◆ Estratto del documento:
----------------------------------------
La fame emotiva colpisce circa un obeso su tre (35%) con disturbo alimentare compulsivo (BED, Binge Eating Disorder), a cui si aggiunge una "fascia grigia" con manifestazioni sottosoglia. Recenti studi sembrano indicare che gli agonisti GLP-1 possano essere efficaci anche nel trattamento di forme di obesità con prevalenza dell'aspetto compulsivo, grazie alla loro azione "sui centri che regolano fame, sazietà, piacere e mangiare edonico legato più a gratificazione che alla nutrizione."
L'obiettivo attuale della ricerca clinica è confermare l'efficacia di questi farmaci anche a lungo termine e l'aderenza terapeutica, poiché l'interruzione della terapia può portare a un effetto rebound del peso. Attualmente, "queste terapie sono legate ad almeno 2 criticità – ha evidenziato Marucci – la prescrivibilità, consentita solo a pazienti diabetici e l’elevato costo, non sostenibile per tutti."
----------------------------------------
(Voci del dataset)
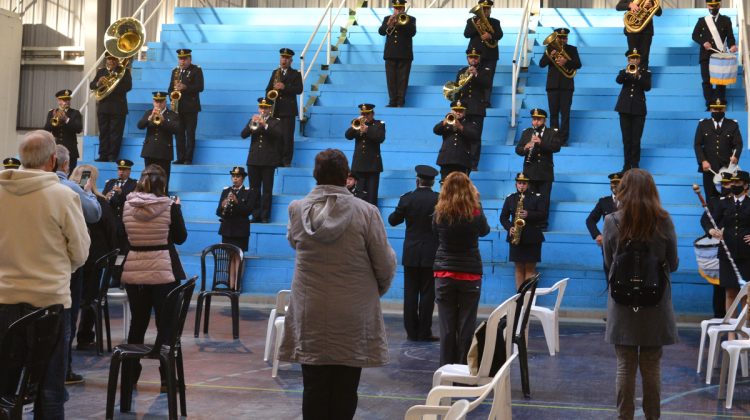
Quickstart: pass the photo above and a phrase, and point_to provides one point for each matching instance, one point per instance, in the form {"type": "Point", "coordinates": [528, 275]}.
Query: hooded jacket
{"type": "Point", "coordinates": [343, 265]}
{"type": "Point", "coordinates": [43, 238]}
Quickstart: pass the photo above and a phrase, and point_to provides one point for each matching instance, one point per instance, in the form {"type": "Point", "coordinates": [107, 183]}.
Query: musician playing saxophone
{"type": "Point", "coordinates": [528, 252]}
{"type": "Point", "coordinates": [65, 123]}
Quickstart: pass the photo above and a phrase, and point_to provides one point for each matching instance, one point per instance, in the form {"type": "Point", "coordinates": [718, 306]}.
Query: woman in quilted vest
{"type": "Point", "coordinates": [154, 224]}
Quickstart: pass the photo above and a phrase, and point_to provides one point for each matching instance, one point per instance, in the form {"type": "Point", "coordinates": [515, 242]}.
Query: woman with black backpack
{"type": "Point", "coordinates": [640, 250]}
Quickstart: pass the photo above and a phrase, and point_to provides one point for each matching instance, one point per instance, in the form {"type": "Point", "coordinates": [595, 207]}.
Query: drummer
{"type": "Point", "coordinates": [703, 34]}
{"type": "Point", "coordinates": [732, 216]}
{"type": "Point", "coordinates": [718, 144]}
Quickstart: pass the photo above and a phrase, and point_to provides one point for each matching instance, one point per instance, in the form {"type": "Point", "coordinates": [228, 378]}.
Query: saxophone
{"type": "Point", "coordinates": [518, 223]}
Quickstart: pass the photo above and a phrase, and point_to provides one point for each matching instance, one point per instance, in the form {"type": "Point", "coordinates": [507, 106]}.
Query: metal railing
{"type": "Point", "coordinates": [305, 71]}
{"type": "Point", "coordinates": [520, 55]}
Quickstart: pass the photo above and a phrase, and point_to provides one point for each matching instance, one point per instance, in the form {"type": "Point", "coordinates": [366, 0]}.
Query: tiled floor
{"type": "Point", "coordinates": [228, 378]}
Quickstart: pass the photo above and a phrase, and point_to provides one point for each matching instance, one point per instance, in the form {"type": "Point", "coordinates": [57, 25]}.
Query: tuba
{"type": "Point", "coordinates": [482, 24]}
{"type": "Point", "coordinates": [636, 21]}
{"type": "Point", "coordinates": [123, 39]}
{"type": "Point", "coordinates": [554, 45]}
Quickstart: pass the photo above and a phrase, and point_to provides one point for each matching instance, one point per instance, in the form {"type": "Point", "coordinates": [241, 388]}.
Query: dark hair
{"type": "Point", "coordinates": [153, 180]}
{"type": "Point", "coordinates": [331, 168]}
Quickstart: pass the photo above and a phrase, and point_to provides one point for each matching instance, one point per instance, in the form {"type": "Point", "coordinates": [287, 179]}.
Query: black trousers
{"type": "Point", "coordinates": [641, 42]}
{"type": "Point", "coordinates": [709, 92]}
{"type": "Point", "coordinates": [560, 101]}
{"type": "Point", "coordinates": [457, 302]}
{"type": "Point", "coordinates": [111, 127]}
{"type": "Point", "coordinates": [185, 137]}
{"type": "Point", "coordinates": [397, 77]}
{"type": "Point", "coordinates": [261, 188]}
{"type": "Point", "coordinates": [368, 184]}
{"type": "Point", "coordinates": [287, 127]}
{"type": "Point", "coordinates": [330, 392]}
{"type": "Point", "coordinates": [419, 301]}
{"type": "Point", "coordinates": [631, 127]}
{"type": "Point", "coordinates": [165, 164]}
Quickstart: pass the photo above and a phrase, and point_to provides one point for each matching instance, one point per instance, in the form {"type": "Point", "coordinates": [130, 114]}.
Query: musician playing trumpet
{"type": "Point", "coordinates": [65, 123]}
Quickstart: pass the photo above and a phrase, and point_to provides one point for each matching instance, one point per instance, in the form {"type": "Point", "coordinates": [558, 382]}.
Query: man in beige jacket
{"type": "Point", "coordinates": [44, 238]}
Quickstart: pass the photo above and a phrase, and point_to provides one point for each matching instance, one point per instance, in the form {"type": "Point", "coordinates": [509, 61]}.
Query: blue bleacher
{"type": "Point", "coordinates": [238, 47]}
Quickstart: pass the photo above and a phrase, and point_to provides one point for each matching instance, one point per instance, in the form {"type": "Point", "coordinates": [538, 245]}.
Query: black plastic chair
{"type": "Point", "coordinates": [25, 350]}
{"type": "Point", "coordinates": [525, 297]}
{"type": "Point", "coordinates": [227, 281]}
{"type": "Point", "coordinates": [167, 349]}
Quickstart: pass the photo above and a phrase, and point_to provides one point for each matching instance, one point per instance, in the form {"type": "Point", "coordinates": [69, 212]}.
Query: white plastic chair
{"type": "Point", "coordinates": [550, 317]}
{"type": "Point", "coordinates": [728, 319]}
{"type": "Point", "coordinates": [458, 373]}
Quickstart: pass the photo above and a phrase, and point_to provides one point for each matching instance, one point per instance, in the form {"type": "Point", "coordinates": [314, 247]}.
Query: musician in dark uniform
{"type": "Point", "coordinates": [420, 244]}
{"type": "Point", "coordinates": [718, 143]}
{"type": "Point", "coordinates": [538, 144]}
{"type": "Point", "coordinates": [631, 105]}
{"type": "Point", "coordinates": [480, 38]}
{"type": "Point", "coordinates": [287, 82]}
{"type": "Point", "coordinates": [111, 110]}
{"type": "Point", "coordinates": [397, 52]}
{"type": "Point", "coordinates": [606, 205]}
{"type": "Point", "coordinates": [234, 210]}
{"type": "Point", "coordinates": [367, 163]}
{"type": "Point", "coordinates": [459, 138]}
{"type": "Point", "coordinates": [161, 124]}
{"type": "Point", "coordinates": [528, 251]}
{"type": "Point", "coordinates": [560, 87]}
{"type": "Point", "coordinates": [186, 78]}
{"type": "Point", "coordinates": [732, 216]}
{"type": "Point", "coordinates": [265, 154]}
{"type": "Point", "coordinates": [473, 97]}
{"type": "Point", "coordinates": [65, 123]}
{"type": "Point", "coordinates": [641, 40]}
{"type": "Point", "coordinates": [703, 36]}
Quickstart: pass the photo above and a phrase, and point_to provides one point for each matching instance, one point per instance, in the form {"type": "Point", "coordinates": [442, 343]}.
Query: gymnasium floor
{"type": "Point", "coordinates": [228, 378]}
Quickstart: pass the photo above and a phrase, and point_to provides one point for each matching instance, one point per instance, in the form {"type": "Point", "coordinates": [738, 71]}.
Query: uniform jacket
{"type": "Point", "coordinates": [192, 78]}
{"type": "Point", "coordinates": [343, 265]}
{"type": "Point", "coordinates": [265, 143]}
{"type": "Point", "coordinates": [716, 146]}
{"type": "Point", "coordinates": [539, 164]}
{"type": "Point", "coordinates": [555, 78]}
{"type": "Point", "coordinates": [65, 132]}
{"type": "Point", "coordinates": [456, 146]}
{"type": "Point", "coordinates": [472, 96]}
{"type": "Point", "coordinates": [534, 205]}
{"type": "Point", "coordinates": [475, 41]}
{"type": "Point", "coordinates": [652, 325]}
{"type": "Point", "coordinates": [420, 242]}
{"type": "Point", "coordinates": [367, 147]}
{"type": "Point", "coordinates": [458, 244]}
{"type": "Point", "coordinates": [701, 34]}
{"type": "Point", "coordinates": [398, 45]}
{"type": "Point", "coordinates": [115, 103]}
{"type": "Point", "coordinates": [286, 103]}
{"type": "Point", "coordinates": [605, 205]}
{"type": "Point", "coordinates": [158, 143]}
{"type": "Point", "coordinates": [632, 99]}
{"type": "Point", "coordinates": [235, 222]}
{"type": "Point", "coordinates": [622, 5]}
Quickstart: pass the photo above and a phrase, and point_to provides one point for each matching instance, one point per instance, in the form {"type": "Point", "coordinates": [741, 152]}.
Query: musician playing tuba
{"type": "Point", "coordinates": [522, 213]}
{"type": "Point", "coordinates": [562, 62]}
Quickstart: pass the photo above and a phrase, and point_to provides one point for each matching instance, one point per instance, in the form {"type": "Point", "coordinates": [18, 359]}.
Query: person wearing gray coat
{"type": "Point", "coordinates": [344, 264]}
{"type": "Point", "coordinates": [638, 335]}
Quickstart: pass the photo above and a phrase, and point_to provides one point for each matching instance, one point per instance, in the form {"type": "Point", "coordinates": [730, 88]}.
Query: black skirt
{"type": "Point", "coordinates": [525, 253]}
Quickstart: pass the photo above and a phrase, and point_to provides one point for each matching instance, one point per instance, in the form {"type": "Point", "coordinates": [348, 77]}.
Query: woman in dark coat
{"type": "Point", "coordinates": [458, 222]}
{"type": "Point", "coordinates": [638, 336]}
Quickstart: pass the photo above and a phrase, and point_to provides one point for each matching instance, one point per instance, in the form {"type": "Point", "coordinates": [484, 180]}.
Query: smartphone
{"type": "Point", "coordinates": [84, 178]}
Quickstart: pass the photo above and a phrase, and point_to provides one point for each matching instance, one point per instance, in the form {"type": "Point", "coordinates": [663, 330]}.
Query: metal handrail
{"type": "Point", "coordinates": [520, 55]}
{"type": "Point", "coordinates": [326, 39]}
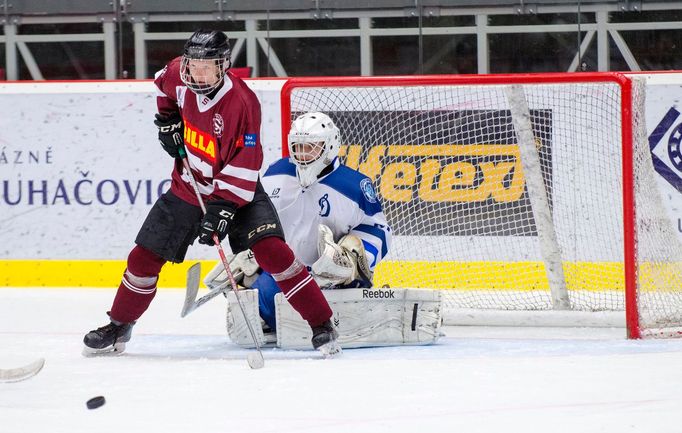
----------------------------------------
◆ Consegna dell'esercizio:
Rispondi a queste domande sull'estratto relativo alla fame emotiva e agli agonisti GLP-1.
1. Quale percentuale degli obesi con disturbo alimentare compulsivo è colpita dalla fame emotiva?
2. Che cosa può provocare l'interruzione della terapia?
3. Quali sono le due criticità di queste terapie evidenziate da Marucci?

◆ Soluzione del problema:
1. Circa il 35%, cioè un obeso su tre.
2. Può portare a un effetto rebound del peso.
3. La prescrivibilità, consentita solo a pazienti diabetici, e l'elevato costo, non sostenibile per tutti.